- _TASK STATEMENT_: Make a verbatim copy of all the records.
:: DATA FOR THIS EXERCISE ::
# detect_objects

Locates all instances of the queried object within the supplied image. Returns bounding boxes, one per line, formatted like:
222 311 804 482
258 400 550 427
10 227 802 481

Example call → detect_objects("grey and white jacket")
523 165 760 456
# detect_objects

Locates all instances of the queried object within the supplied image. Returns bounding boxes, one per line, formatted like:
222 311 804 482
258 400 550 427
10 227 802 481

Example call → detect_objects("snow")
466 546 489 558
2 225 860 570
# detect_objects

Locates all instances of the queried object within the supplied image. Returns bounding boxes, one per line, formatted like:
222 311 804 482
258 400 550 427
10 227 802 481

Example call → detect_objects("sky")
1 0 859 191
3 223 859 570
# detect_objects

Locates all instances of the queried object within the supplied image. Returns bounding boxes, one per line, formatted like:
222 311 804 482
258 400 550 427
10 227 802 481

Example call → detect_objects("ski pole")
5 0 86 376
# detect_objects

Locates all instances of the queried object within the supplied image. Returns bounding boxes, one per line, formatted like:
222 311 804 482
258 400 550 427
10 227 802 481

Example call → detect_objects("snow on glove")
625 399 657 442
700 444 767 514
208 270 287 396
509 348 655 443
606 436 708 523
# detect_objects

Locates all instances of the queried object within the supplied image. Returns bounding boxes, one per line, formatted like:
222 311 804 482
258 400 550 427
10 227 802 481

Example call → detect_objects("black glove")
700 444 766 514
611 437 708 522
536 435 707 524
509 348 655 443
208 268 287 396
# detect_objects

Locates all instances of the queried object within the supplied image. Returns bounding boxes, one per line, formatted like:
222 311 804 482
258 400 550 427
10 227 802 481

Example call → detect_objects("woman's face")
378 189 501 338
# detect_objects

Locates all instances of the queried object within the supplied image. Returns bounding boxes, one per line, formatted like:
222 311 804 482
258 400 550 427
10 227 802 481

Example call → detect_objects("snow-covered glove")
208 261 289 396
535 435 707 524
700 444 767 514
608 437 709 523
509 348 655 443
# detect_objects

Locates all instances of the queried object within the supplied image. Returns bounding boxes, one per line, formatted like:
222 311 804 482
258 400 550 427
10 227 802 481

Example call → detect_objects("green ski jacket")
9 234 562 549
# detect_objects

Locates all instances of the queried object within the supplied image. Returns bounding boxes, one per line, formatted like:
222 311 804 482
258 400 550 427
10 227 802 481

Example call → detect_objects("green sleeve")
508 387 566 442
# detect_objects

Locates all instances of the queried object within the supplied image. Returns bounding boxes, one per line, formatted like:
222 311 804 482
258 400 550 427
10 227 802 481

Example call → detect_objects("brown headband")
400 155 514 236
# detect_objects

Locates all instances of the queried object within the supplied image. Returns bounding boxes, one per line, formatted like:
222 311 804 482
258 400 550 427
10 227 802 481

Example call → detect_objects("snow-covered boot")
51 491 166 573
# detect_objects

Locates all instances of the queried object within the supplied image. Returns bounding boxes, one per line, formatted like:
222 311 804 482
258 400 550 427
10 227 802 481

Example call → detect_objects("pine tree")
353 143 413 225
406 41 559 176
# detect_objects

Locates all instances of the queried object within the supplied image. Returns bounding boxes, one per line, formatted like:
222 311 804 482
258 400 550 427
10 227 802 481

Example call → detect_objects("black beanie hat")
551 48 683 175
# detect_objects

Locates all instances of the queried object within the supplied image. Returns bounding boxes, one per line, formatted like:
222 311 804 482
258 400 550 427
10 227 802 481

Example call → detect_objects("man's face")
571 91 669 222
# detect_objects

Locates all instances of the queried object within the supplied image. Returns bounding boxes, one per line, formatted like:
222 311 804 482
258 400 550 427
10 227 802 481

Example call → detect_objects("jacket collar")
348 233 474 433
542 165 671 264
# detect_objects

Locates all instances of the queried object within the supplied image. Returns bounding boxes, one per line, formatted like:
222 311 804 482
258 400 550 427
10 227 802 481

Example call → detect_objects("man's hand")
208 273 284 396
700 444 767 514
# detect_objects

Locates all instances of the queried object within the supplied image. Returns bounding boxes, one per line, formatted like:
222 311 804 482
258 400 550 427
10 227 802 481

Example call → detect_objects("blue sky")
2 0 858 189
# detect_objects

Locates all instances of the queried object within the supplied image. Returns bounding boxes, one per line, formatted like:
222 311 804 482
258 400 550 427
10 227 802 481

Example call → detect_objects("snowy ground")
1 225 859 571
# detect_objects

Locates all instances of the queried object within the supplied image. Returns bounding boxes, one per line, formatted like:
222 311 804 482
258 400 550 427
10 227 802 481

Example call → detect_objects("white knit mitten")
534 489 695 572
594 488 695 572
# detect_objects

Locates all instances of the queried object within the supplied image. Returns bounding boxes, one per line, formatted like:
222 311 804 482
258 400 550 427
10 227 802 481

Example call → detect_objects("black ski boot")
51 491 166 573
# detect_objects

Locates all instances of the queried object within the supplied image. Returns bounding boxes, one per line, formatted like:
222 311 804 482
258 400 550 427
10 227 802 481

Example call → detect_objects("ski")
:::
- _SOLUTION BELOW_:
# detect_objects

Locates all instances of the queried object within the supplied image. Returns bounding boxes, one per line, formatted like:
222 311 804 482
258 400 550 427
10 227 802 481

Example call → detect_objects("grey and white jacket")
523 165 760 456
# detect_objects

Locates all instances of the queried object within the supplied image. Returns bounding boxes, one per line, formatted like:
222 311 804 482
258 400 550 427
10 227 802 481

Example call → detect_objects("snow")
466 546 489 558
2 225 860 570
# detect_objects

Locates all instances of the queried object within the supplied image. Returns bounding boxes, one per line, formatted like:
222 311 804 482
258 400 550 427
10 227 802 481

Example call → detect_objects("sky")
1 0 859 191
3 223 859 570
# detect_objects

Locates all instances of the queried object within the supplied image. Returns bounding boxes, one per line, formatted like:
222 311 804 482
258 400 550 427
10 227 802 481

Example call → detect_objects("ski pole")
5 0 86 376
# detect_objects

Locates all instances of the queried object within the supplied image. Returns bounding boxes, one per line, formatted like:
222 311 804 482
258 400 550 427
10 227 802 481

Example call → detect_objects("snow on glove")
625 399 657 442
700 444 767 514
208 270 287 396
509 348 655 443
606 436 708 523
# detect_objects

Locates all instances of the queried object within the supplied image. Returns bounding boxes, one per line, formatted like:
222 311 804 482
258 400 550 427
10 227 802 481

Example call → detect_objects("black glove")
700 444 766 514
611 437 708 522
536 435 707 524
509 348 655 443
208 268 287 396
# detect_objects

Locates all instances of the queried object within the supplied image. Returns bounding boxes, one per line, formatted like:
222 311 804 482
258 400 550 427
10 227 802 481

Example call → detect_objects("woman's face")
378 189 501 338
# detect_objects

Locates all instances of the queried object within the supplied image. Returns bounding boxes, one per line, formatted like:
222 311 804 482
258 400 550 427
10 227 802 481

Example call → detect_objects("snow-covered glove")
208 261 289 396
535 435 707 524
700 444 767 514
608 437 709 523
509 348 655 443
# detect_objects

Locates all instances of the queried object within the supplied image. Returns bounding boxes, one per line, formatted like:
222 311 804 482
258 400 550 427
10 227 802 481

Example call → detect_objects("green ski jacket")
9 234 562 549
# detect_objects

Locates all instances of the queried object within the supplied image. Returns bounding boxes, one per line, formatted like:
222 311 804 482
258 400 550 427
10 227 802 481

Example call → detect_objects("green sleeve")
508 387 566 442
# detect_objects

Locates all instances of the queried object within the supplied image. Returns bounding boxes, one per line, formatted like:
222 311 804 482
258 400 550 427
10 227 802 481

Example call → detect_objects("brown headband")
400 155 514 236
# detect_objects

Locates all instances of the queried object within the supplied image. Returns bounding boxes, one per line, formatted like:
222 311 804 482
258 400 550 427
10 227 802 481

Example call → detect_objects("snow-covered boot")
51 491 166 573
# detect_objects

Locates all instances of the queried object within the supplied image. Returns bounding boxes, one per line, formatted like:
222 311 804 482
258 400 550 427
10 227 802 481

Example call → detect_objects("pine tree")
353 143 413 225
406 41 559 176
# detect_objects

Locates all instances of the queried object within the supplied image. Returns bounding boxes, one per line, formatted like:
222 311 804 482
258 400 550 427
10 227 802 481

Example call → detect_objects("black beanie hat")
551 48 683 175
# detect_objects

Locates all instances of the queried object within the supplied image. Returns bounding boxes, one per line, formatted like:
222 311 804 482
258 400 550 427
10 227 802 481

Example call → detect_objects("man's face")
571 91 669 222
# detect_objects

Locates all instances of the queried object within the supplied image. Returns bounding boxes, one per line, formatted like:
222 311 804 482
258 400 550 427
10 227 802 481

Example call → detect_objects("jacket collar")
348 233 474 433
542 165 671 264
# detect_objects

Locates all instances of the queried object within the supplied image. Returns bounding boxes, one per line, formatted like:
222 311 804 482
258 400 550 427
10 227 802 481

Example call → detect_objects("man's hand")
208 273 284 396
700 444 767 514
# detect_objects

Locates all instances of the queried object within the supplied image. Returns bounding boxes, one per line, formatted like:
222 311 804 482
258 400 550 427
10 227 802 481

Example call → detect_objects("blue sky")
2 0 858 189
# detect_objects

Locates all instances of the queried object within the supplied image. Returns bounding boxes, one per line, formatted like:
222 311 804 482
258 400 550 427
10 227 802 481

Example call → detect_objects("snowy ground")
1 225 859 571
# detect_objects

Locates all instances of the queried object within the supplied image. Returns bounding boxes, one per line, formatted like:
222 311 804 482
258 400 550 427
10 227 802 481

Example call → detect_objects("white knit mitten")
534 489 695 572
594 488 695 572
# detect_objects

Locates all instances of the queried object within the supplied image. Returns bounding boxes, one per line, formatted like:
222 311 804 482
258 400 550 427
10 227 802 481

Example call → detect_objects("black ski boot")
51 491 166 573
# detect_objects

Locates all instances of the queried object within the supplied image. Returns bounding boxes, one per line, formatted like:
222 311 804 482
258 400 550 427
10 227 802 481

Example call → detect_objects("ski")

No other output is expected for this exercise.